■ 本文:
特に高齢者の場合は年齢を重ねるごとに骨がもろくなっているため、ちょっとの躓きで手をつき転倒した際にも、スミス骨折が起こりやすい傾向でもあります。
- 高いところからの転倒で手をついた
- 外部からの強い力が加わる
ことが原因で起きることもあるでしょう。
症状
スミス骨折(橈骨遠位端骨折)の症状には、
- 手首周辺の強い痛み
- 手首まわりの腫れや内出血
- 手首周辺の変形
- 手首が思うように動かせない
などの症状が現れます。
スミス骨折(橈骨遠位端骨折)は、たとえヒビでも手首の動きは著しく制限され、日常生活にも支障をきたすため放置する例はほとんどない骨折です。
スミス骨折(橈骨遠位端骨折)は骨折面の状態によっては、
- 手首にフォークのような変形
- 親指から薬指のしびれ
- 腫れが原因の手首の圧迫(手根管症候群)による神経の麻痺
などが起こることも。
手根管症候群についてはこちらをご覧ください。
→手根管症候群の治療は手術が最善?体験談からの読み解きと手術失敗のリスク
スミス骨折(橈骨遠位端骨折)の治療法とリハビリメニュー
スミス骨折(橈骨遠位端骨折)の治療法、リハビリメニューには何が必要となるのでしょうか?
それぞれ見ていきましょう。
治療法
スミス骨折(橈骨遠位端骨折)の治療法は、
- 骨折による転位(骨のズレ)がほとんど見られない場合:ギプスを用いて4週間程度固定
- 骨の転位がある場合:手術による整復と固定(転位状態によりプレートなどで固定)
- 何かしらの麻痺などの神経症状がある場合:手術により原因の除去
などの治療が行われます。
骨折した衝撃で骨が曲がったままだったり、骨折面同士にズレがある場合は、麻酔をしながら骨を元の状態に戻す「整復(せいふく)」を行います。
治療後の経過を観察し、固定はきちんと継続されている場合は、およそ4~6週間程度のギプス固定となり、骨折面の転位が大きく、手首の関節に面した骨の一部が整復不可能な場合は、全身麻酔での手術が選択されることもあるでしょう。

■ データ行:

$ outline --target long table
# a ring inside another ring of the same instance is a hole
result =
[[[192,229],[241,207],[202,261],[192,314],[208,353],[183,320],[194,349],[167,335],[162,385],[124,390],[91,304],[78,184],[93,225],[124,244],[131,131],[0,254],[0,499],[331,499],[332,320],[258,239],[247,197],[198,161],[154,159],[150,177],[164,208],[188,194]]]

...

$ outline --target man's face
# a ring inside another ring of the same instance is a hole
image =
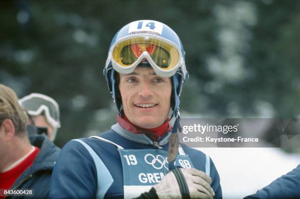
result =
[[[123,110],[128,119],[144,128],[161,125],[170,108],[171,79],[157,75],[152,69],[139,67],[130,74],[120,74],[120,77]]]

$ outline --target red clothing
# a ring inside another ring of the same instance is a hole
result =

■ 取り組む課題:
スミス骨折の本文を、「手根管症候群についてはこちらをご覧ください。」から始まり「復(せいふく)」を行います。」で終わる部分について、「リハビリメニュー」を「リハビリ内容」に置き換えて書き直してください。

■ 解答:
手根管症候群についてはこちらをご覧ください。
→手根管症候群の治療は手術が最善?体験談からの読み解きと手術失敗のリスク
スミス骨折(橈骨遠位端骨折)の治療法とリハビリ内容
スミス骨折(橈骨遠位端骨折)の治療法、リハビリ内容には何が必要となるのでしょうか?
それぞれ見ていきましょう。
治療法
スミス骨折(橈骨遠位端骨折)の治療法は、
- 骨折による転位(骨のズレ)がほとんど見られない場合:ギプスを用いて4週間程度固定
- 骨の転位がある場合:手術による整復と固定(転位状態によりプレートなどで固定)
- 何かしらの麻痺などの神経症状がある場合:手術により原因の除去
などの治療が行われます。
骨折した衝撃で骨が曲がったままだったり、骨折面同士にズレがある場合は、麻酔をしながら骨を元の状態に戻す「整復(せいふく)」を行います。